-- TEXTO DEL DOCUMENTO --
Llega el 2022 y los jinetes del apocalipsis siguen galopando rampantes sobre los desiertos, serranías, playas y valles del Caribe colombiano. Ha terminado enero y en el ambiente circula una sensación extraña y pesada de un tiempo eterno que transcurre entre variantes, elecciones, carnavales, corralejas y hambre.
Damas y caballeros: la realidad en estas tierras traspasa los límites de la mente, se conjugan sin cesar la ironía, el baile, el sarcasmo, el llanto, la burla, la muerte y las promesas. El pasado 28 de enero, el editorial del periódico El Heraldo hizo una invitación a “no limitarnos a soñar como ciudad con grandes eventos”; asumo yo, haciendo alusión al aluvión de críticas y memes ante la posibilidad de tener un circuito de la Formula 1 en Barranquilla.

-- REGISTROS PROPORCIONADOS --
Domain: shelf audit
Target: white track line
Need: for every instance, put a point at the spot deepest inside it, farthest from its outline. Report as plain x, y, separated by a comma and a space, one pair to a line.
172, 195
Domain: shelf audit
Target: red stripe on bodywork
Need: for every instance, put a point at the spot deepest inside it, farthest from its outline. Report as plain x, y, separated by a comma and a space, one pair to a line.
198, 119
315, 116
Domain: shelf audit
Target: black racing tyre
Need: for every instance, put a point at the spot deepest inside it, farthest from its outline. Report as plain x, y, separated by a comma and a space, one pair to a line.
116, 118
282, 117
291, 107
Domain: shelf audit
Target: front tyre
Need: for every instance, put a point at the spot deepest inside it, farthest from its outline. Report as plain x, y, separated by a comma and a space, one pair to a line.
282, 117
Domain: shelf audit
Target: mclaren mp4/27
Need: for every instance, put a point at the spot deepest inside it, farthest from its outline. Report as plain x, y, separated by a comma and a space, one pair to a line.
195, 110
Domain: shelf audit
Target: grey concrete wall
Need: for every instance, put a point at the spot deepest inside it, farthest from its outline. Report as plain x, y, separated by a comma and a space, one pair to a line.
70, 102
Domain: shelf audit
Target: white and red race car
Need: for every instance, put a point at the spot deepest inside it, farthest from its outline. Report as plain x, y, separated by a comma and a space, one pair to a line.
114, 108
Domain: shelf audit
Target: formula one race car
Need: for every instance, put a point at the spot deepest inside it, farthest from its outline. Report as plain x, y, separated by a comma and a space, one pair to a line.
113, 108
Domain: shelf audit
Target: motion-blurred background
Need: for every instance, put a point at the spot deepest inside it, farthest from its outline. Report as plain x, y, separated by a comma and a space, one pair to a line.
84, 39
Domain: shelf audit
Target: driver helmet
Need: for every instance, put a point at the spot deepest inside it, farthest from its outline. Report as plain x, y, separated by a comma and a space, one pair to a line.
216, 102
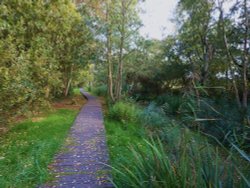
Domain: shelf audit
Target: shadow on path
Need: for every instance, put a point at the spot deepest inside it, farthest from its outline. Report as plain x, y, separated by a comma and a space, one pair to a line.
81, 162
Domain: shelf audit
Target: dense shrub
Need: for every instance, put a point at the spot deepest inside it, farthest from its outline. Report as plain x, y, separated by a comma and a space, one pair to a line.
153, 116
100, 90
40, 43
124, 112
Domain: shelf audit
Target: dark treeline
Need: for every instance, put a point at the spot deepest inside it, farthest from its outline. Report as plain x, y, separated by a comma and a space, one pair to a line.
42, 45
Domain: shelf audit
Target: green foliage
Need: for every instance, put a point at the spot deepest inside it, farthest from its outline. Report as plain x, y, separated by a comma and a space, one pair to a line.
124, 112
154, 117
120, 137
28, 148
189, 162
40, 43
100, 90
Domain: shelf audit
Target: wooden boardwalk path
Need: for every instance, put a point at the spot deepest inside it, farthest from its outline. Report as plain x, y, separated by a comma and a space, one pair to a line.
81, 162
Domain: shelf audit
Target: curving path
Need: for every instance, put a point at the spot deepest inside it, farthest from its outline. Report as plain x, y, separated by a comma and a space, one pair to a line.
81, 162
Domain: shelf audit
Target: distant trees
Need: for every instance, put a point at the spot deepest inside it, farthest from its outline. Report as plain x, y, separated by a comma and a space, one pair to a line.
40, 44
118, 23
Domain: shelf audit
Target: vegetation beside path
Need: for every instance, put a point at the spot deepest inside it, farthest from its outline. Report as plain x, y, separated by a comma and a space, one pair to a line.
149, 150
28, 147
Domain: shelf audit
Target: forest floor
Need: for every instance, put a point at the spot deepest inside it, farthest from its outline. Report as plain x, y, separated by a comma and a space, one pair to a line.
30, 144
82, 160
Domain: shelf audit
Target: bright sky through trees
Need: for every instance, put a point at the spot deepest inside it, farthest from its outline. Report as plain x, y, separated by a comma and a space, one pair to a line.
156, 18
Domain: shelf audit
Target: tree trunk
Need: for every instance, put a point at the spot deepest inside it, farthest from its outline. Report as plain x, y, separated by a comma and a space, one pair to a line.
118, 88
245, 58
109, 51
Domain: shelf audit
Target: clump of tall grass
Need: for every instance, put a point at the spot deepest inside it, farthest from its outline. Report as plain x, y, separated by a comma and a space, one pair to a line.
186, 164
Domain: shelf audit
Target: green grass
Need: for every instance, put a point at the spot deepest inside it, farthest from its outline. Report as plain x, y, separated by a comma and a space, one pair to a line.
175, 156
28, 148
121, 137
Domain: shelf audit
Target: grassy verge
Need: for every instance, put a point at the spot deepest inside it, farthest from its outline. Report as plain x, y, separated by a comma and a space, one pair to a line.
28, 148
174, 156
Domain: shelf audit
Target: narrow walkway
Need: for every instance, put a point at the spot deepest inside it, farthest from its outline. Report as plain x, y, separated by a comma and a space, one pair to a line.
81, 163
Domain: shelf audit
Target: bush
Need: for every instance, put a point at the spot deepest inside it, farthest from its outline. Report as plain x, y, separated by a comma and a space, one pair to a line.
100, 90
173, 104
153, 116
124, 112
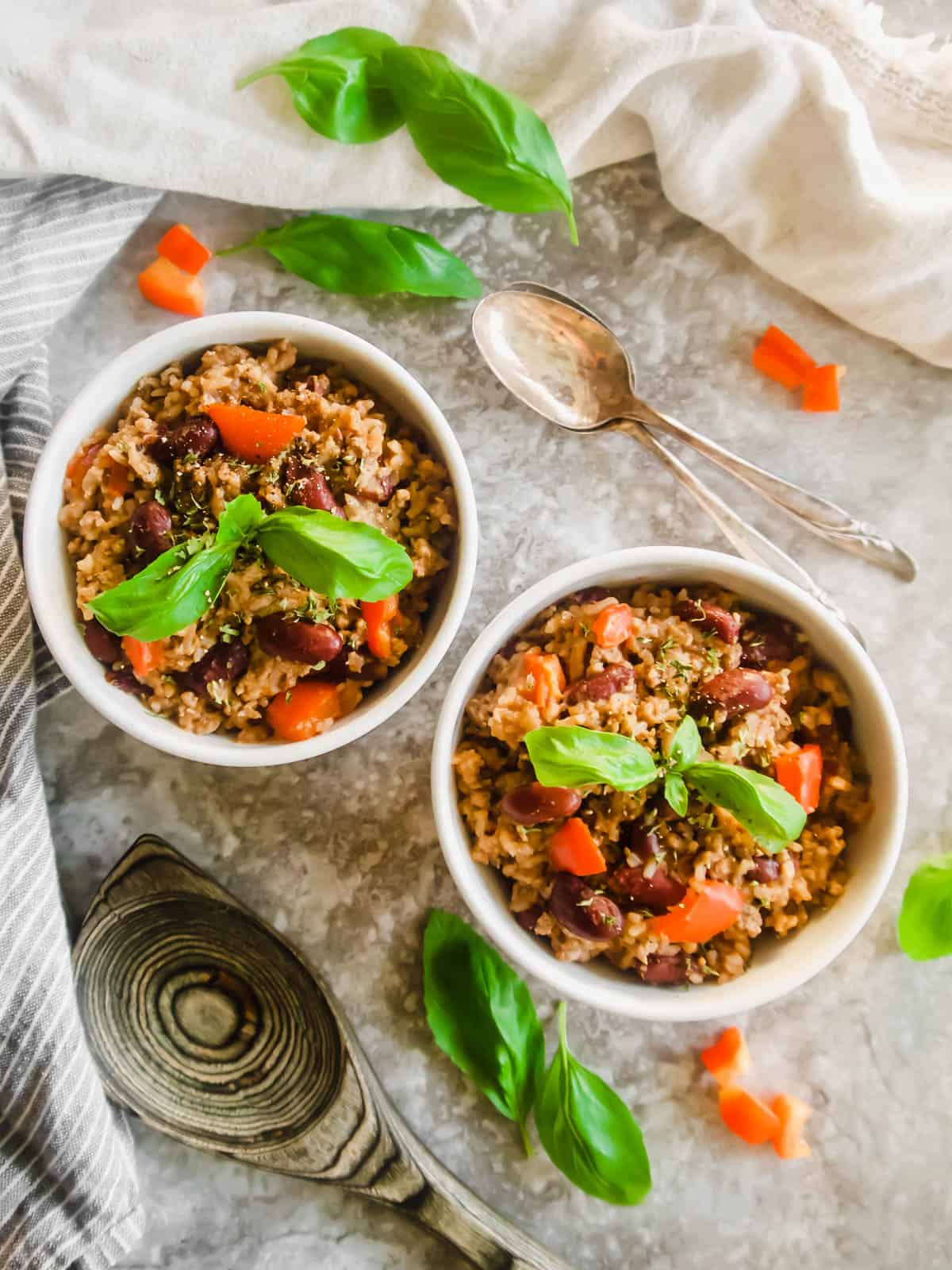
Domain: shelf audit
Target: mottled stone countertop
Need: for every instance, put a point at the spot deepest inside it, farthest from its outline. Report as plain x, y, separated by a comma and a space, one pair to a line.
342, 854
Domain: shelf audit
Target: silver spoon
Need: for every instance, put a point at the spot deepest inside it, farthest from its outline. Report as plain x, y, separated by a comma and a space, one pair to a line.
816, 514
568, 366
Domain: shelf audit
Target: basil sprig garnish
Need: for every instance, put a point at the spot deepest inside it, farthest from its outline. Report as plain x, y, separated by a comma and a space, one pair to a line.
365, 258
588, 1132
182, 583
770, 814
336, 86
478, 137
482, 1016
338, 559
926, 918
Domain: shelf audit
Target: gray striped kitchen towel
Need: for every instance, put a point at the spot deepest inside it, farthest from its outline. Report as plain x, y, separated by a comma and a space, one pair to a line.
67, 1184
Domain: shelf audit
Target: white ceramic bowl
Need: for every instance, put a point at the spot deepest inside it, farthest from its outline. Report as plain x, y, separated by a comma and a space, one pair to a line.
50, 575
778, 965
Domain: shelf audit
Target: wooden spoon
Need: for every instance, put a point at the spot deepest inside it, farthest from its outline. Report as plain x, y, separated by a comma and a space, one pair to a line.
213, 1029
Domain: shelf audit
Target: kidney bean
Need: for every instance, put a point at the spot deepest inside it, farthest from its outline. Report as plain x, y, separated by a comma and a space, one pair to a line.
528, 918
102, 645
659, 892
127, 683
222, 662
198, 436
767, 639
602, 686
710, 618
583, 911
640, 841
766, 869
150, 530
298, 641
735, 691
664, 968
539, 804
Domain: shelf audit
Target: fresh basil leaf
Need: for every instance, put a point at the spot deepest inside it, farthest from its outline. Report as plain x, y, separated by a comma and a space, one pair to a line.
478, 137
482, 1015
365, 258
588, 1132
579, 756
926, 918
685, 745
338, 87
770, 814
182, 583
676, 793
338, 559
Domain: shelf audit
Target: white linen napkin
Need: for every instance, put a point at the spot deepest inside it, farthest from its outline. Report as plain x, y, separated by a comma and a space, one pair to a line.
819, 146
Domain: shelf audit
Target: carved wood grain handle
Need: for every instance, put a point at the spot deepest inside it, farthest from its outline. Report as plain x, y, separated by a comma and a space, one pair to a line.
213, 1029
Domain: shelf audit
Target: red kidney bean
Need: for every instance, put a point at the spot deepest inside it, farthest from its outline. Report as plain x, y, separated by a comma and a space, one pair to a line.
659, 892
308, 487
640, 841
528, 918
710, 618
102, 645
127, 683
602, 686
222, 662
766, 869
150, 530
198, 436
736, 691
539, 804
664, 968
583, 911
298, 641
767, 639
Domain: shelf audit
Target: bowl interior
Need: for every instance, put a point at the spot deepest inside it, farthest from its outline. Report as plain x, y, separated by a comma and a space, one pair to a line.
51, 575
778, 965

-- TAREAS DEL EJERCICIO --
#1 Explica en una a tres oraciones a qué atribuye quien escribe el texto sobre el Caribe colombiano la invitación del editorial de El Heraldo a “no limitarnos a soñar como ciudad con grandes eventos”.
#2 Continúa el texto sobre el Caribe colombiano a partir de su última oración.

-- RESPUESTAS --
#1 Quien escribe supone que esa invitación aludía al aluvión de críticas y memes que surgió ante la posibilidad de tener un circuito de la Formula 1 en Barranquilla.

#2
¡Ajá! Aquí el punto no está puesto sobre si es posible, viable, o siquiera plausible. No, el elemento discordante de todo este andamiaje mediático, a escasos siete meses de culminar un periodo presidencial y a dos años del de alcaldes y gobernadores, está dado por la pertinencia de la propuesta de cara a las necesidades más apremiantes. No solo de la ciudad como epicentro de lo que sería, sin duda, una serie de megaobras que “reactivarían la economía” (remoquete de moda en estos tiempos de Covid-19), sino del país, justo en un momento en el que días después de dicho anuncio la Organización de las Naciones Unidas para la Agricultura y la Alimentación (FAO) lanza una alerta temprana sobre aquellos países que se encuentran en alto riesgo de sufrir una crisis de hambre en 2022. Y ahí estamos, junto a Honduras, Haití, Etiopía, Nigeria, Somalia y Yemen. ¡Hágame el favor!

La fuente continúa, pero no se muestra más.